REQUIREMENT: Everything from the line containing "Where can you spot the teeth?" to the final line of the records below should be given again exactly, and nothing else.

DATA SHOWN:
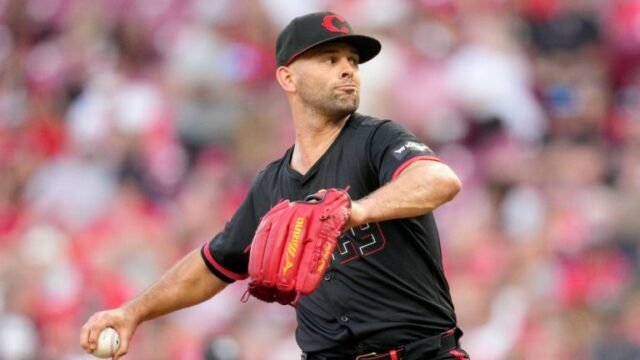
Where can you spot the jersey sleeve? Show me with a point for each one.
(227, 254)
(393, 148)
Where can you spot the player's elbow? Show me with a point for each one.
(453, 185)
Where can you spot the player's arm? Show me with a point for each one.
(187, 283)
(420, 188)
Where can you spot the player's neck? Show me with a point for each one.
(314, 136)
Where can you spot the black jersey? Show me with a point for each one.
(385, 286)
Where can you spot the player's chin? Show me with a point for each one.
(348, 104)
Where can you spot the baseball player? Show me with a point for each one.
(374, 288)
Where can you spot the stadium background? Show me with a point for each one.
(130, 130)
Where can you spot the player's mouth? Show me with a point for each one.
(347, 87)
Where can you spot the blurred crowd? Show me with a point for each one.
(130, 130)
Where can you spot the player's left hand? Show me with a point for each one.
(293, 245)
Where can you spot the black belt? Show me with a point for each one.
(448, 341)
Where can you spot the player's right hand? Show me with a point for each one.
(121, 319)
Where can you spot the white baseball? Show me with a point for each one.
(108, 344)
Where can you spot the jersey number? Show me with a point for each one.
(360, 242)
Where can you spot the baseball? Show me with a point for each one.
(108, 344)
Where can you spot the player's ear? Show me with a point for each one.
(284, 75)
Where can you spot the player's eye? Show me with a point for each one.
(330, 60)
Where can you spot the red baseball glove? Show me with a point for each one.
(292, 247)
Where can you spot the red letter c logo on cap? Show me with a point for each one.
(327, 23)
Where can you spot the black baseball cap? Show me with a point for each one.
(308, 31)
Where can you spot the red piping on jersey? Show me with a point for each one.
(405, 164)
(225, 272)
(393, 354)
(458, 355)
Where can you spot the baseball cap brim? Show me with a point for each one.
(366, 46)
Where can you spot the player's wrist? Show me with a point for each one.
(358, 215)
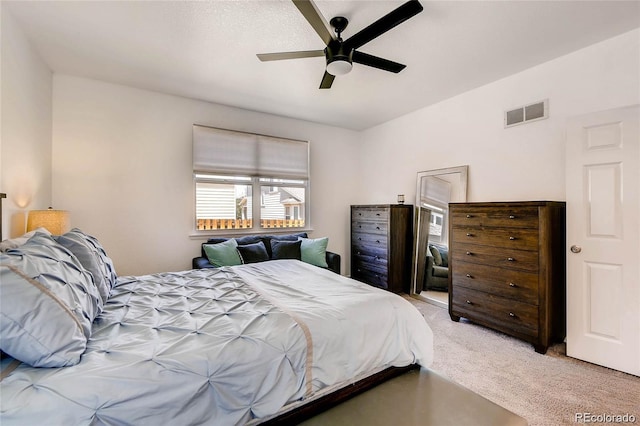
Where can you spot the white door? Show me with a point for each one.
(603, 211)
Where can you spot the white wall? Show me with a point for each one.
(525, 162)
(25, 147)
(122, 166)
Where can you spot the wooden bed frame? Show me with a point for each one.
(325, 402)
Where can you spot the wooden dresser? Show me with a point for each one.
(507, 268)
(381, 245)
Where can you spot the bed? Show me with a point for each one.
(244, 344)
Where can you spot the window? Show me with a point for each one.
(240, 176)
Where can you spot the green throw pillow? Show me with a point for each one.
(223, 254)
(314, 251)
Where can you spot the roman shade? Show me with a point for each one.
(238, 153)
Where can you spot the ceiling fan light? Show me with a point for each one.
(339, 67)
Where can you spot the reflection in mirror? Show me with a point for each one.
(434, 191)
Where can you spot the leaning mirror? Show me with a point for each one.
(435, 189)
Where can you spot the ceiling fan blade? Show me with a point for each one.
(313, 16)
(376, 62)
(289, 55)
(384, 24)
(327, 81)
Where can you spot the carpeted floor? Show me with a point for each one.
(549, 389)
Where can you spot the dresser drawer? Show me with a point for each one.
(369, 261)
(372, 241)
(503, 314)
(374, 227)
(521, 239)
(369, 214)
(525, 217)
(495, 256)
(515, 285)
(370, 276)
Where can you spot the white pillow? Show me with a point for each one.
(18, 241)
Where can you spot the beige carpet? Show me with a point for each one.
(546, 389)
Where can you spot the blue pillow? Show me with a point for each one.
(48, 303)
(283, 249)
(223, 254)
(253, 253)
(314, 251)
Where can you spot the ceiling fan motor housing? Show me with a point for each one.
(339, 58)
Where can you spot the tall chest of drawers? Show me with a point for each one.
(507, 268)
(381, 245)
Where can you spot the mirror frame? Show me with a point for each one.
(464, 173)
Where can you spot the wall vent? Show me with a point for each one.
(527, 113)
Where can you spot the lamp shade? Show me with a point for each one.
(55, 221)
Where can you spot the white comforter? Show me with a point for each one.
(221, 347)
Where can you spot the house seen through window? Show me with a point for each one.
(274, 194)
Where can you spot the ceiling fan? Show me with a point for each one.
(340, 54)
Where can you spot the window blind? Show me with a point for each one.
(230, 152)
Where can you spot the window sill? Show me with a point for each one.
(205, 235)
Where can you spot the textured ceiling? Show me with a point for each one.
(207, 49)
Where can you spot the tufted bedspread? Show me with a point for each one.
(227, 346)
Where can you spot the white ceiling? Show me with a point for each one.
(207, 49)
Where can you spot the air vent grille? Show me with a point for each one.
(527, 113)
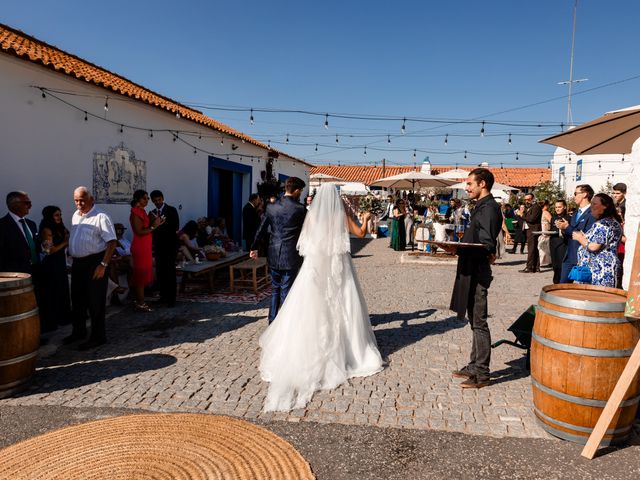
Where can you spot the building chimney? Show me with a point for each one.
(426, 166)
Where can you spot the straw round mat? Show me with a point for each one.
(155, 446)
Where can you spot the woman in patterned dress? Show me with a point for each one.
(599, 245)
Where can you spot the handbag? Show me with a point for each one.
(580, 273)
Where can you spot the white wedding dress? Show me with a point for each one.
(322, 335)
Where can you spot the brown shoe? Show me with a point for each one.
(475, 382)
(464, 372)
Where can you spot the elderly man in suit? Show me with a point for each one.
(284, 218)
(19, 250)
(165, 248)
(533, 217)
(581, 221)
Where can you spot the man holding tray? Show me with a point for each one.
(473, 276)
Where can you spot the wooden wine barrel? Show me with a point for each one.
(580, 344)
(19, 331)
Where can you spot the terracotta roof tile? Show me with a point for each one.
(16, 43)
(367, 174)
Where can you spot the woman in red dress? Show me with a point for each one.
(141, 255)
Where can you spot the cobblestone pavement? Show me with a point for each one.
(204, 358)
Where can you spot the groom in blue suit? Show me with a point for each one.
(283, 220)
(581, 221)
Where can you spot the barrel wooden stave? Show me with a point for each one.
(580, 377)
(19, 331)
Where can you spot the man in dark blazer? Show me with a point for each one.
(19, 250)
(533, 217)
(581, 221)
(165, 248)
(251, 219)
(284, 218)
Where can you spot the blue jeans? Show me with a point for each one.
(281, 281)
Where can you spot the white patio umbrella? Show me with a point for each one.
(455, 174)
(323, 177)
(496, 186)
(411, 180)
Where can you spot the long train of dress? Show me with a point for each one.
(321, 336)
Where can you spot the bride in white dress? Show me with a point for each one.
(322, 335)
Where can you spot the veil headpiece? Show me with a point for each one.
(325, 227)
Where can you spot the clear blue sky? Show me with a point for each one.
(427, 59)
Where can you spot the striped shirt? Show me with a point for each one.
(90, 233)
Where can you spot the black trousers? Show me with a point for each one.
(166, 274)
(533, 256)
(88, 296)
(477, 310)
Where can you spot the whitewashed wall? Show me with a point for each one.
(596, 170)
(47, 148)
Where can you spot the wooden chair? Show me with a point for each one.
(251, 274)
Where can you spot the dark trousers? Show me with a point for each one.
(564, 273)
(281, 281)
(166, 275)
(477, 310)
(533, 256)
(88, 295)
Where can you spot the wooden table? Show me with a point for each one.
(249, 277)
(209, 268)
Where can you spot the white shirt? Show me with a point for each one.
(90, 233)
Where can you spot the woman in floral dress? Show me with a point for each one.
(599, 245)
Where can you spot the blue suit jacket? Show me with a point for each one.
(583, 224)
(14, 249)
(284, 219)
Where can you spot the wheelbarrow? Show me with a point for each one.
(522, 329)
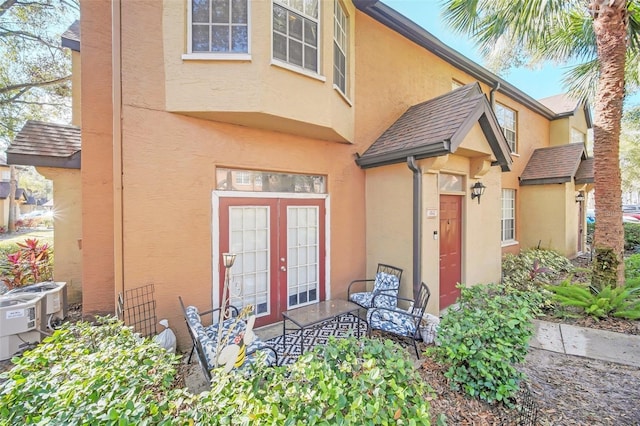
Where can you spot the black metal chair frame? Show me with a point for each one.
(197, 346)
(417, 314)
(389, 269)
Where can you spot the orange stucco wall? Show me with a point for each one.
(97, 182)
(168, 174)
(259, 92)
(180, 121)
(68, 228)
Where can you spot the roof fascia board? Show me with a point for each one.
(546, 181)
(432, 150)
(412, 31)
(71, 162)
(71, 44)
(585, 180)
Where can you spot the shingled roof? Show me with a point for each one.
(564, 105)
(585, 171)
(5, 188)
(71, 37)
(437, 127)
(47, 145)
(556, 164)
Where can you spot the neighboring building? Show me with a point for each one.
(313, 139)
(19, 199)
(55, 151)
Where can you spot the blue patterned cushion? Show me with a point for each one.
(231, 327)
(397, 322)
(386, 286)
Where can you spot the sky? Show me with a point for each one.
(537, 83)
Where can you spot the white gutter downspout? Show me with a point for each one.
(417, 224)
(116, 97)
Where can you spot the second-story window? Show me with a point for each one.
(507, 119)
(340, 44)
(219, 26)
(295, 32)
(577, 136)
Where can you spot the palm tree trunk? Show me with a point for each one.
(610, 21)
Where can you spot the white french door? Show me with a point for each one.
(280, 248)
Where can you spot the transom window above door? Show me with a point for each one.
(219, 26)
(295, 33)
(264, 181)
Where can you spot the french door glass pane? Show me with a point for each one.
(200, 11)
(302, 248)
(249, 240)
(200, 38)
(239, 11)
(220, 11)
(220, 38)
(239, 39)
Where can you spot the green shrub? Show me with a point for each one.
(87, 374)
(484, 339)
(631, 235)
(534, 267)
(619, 302)
(632, 267)
(105, 375)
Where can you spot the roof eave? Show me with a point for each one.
(412, 31)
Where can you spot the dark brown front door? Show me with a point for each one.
(450, 248)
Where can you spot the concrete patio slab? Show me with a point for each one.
(547, 336)
(587, 342)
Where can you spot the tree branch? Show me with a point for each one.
(20, 86)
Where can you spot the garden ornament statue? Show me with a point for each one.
(234, 355)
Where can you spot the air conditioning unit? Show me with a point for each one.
(22, 316)
(55, 294)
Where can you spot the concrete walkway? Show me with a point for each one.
(587, 342)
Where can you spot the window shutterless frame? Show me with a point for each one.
(218, 29)
(508, 220)
(340, 48)
(507, 118)
(295, 34)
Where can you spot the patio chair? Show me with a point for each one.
(404, 324)
(386, 282)
(204, 338)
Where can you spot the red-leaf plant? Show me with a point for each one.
(30, 264)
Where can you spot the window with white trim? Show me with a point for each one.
(340, 44)
(219, 26)
(507, 119)
(508, 222)
(295, 33)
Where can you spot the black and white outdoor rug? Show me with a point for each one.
(288, 348)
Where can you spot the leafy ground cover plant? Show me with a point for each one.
(534, 267)
(106, 375)
(348, 382)
(619, 302)
(484, 339)
(86, 374)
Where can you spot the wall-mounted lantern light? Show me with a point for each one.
(228, 259)
(477, 190)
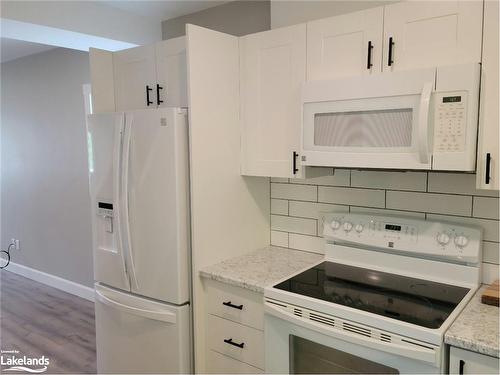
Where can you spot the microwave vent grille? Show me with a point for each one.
(338, 324)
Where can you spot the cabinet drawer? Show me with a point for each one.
(251, 340)
(466, 362)
(235, 304)
(221, 364)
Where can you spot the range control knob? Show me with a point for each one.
(335, 224)
(443, 238)
(461, 241)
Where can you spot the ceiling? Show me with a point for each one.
(11, 49)
(162, 9)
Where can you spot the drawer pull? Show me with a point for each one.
(229, 304)
(231, 342)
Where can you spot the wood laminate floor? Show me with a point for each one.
(37, 320)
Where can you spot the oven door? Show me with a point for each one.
(380, 121)
(297, 345)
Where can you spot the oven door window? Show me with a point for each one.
(308, 357)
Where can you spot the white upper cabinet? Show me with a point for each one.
(488, 166)
(346, 45)
(421, 34)
(135, 78)
(272, 70)
(171, 76)
(150, 76)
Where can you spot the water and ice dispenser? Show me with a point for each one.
(105, 223)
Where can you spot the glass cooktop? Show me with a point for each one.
(416, 301)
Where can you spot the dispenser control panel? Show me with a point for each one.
(105, 209)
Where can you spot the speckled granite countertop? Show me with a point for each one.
(476, 328)
(260, 268)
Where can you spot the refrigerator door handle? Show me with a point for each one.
(117, 190)
(124, 201)
(163, 316)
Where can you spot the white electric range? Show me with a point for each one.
(380, 301)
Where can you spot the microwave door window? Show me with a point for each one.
(388, 128)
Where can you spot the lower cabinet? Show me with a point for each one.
(466, 362)
(235, 329)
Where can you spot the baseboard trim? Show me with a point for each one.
(53, 281)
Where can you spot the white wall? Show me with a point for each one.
(285, 13)
(44, 185)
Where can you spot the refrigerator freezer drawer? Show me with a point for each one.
(137, 335)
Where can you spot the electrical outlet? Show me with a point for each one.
(16, 243)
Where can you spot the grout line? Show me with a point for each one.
(425, 191)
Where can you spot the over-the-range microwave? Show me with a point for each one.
(415, 119)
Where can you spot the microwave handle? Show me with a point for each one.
(423, 122)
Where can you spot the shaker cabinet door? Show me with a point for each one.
(272, 70)
(488, 166)
(171, 83)
(346, 45)
(135, 78)
(420, 34)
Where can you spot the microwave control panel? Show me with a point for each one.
(450, 119)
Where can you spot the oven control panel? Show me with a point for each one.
(448, 241)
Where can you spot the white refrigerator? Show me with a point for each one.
(139, 186)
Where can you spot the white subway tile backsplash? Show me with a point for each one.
(414, 181)
(307, 243)
(490, 227)
(350, 196)
(313, 210)
(490, 273)
(340, 177)
(485, 207)
(491, 252)
(456, 183)
(279, 238)
(279, 206)
(297, 204)
(435, 203)
(295, 192)
(382, 211)
(293, 224)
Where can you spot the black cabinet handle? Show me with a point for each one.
(369, 58)
(488, 167)
(158, 88)
(461, 367)
(231, 342)
(295, 169)
(390, 60)
(148, 89)
(229, 304)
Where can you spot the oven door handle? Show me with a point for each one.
(423, 122)
(420, 353)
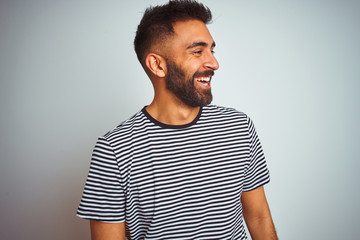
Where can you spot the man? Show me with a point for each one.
(179, 168)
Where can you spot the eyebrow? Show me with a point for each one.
(203, 44)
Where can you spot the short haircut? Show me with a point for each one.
(157, 23)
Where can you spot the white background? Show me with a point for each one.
(69, 74)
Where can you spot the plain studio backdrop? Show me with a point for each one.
(69, 74)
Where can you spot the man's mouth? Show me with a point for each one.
(205, 81)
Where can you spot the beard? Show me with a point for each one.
(185, 89)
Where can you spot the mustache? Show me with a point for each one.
(207, 73)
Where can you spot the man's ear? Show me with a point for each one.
(156, 64)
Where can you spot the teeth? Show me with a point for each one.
(207, 79)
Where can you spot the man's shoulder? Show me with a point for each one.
(134, 122)
(221, 110)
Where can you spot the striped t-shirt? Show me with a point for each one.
(176, 181)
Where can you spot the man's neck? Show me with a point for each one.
(172, 113)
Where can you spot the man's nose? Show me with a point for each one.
(211, 62)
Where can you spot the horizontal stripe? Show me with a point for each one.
(182, 182)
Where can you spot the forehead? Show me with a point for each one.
(188, 32)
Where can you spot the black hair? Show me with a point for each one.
(157, 23)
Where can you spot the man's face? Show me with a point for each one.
(192, 63)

EXERCISE RESULT:
Where can you spot the teeth? Show me with a point for each one.
(207, 79)
Where can you spot the man's shoulder? Show me with a point for each one.
(134, 122)
(221, 110)
Where can you spot the striped t-shirt? Show me with a point for each one.
(176, 181)
Where can you spot the man's neck? Show me with a point for each one.
(172, 113)
Where can you spot the man's nose? Show me with a point for each one.
(211, 62)
Where can you spot the horizontal stripe? Show me with a point for each one.
(182, 182)
Where can you spot the forehead? Show me with a point for each one.
(188, 32)
Where can you spot the black hair? Show me with a point for each one.
(157, 23)
Where can you spot the man's face? Show me with a point for each one.
(192, 63)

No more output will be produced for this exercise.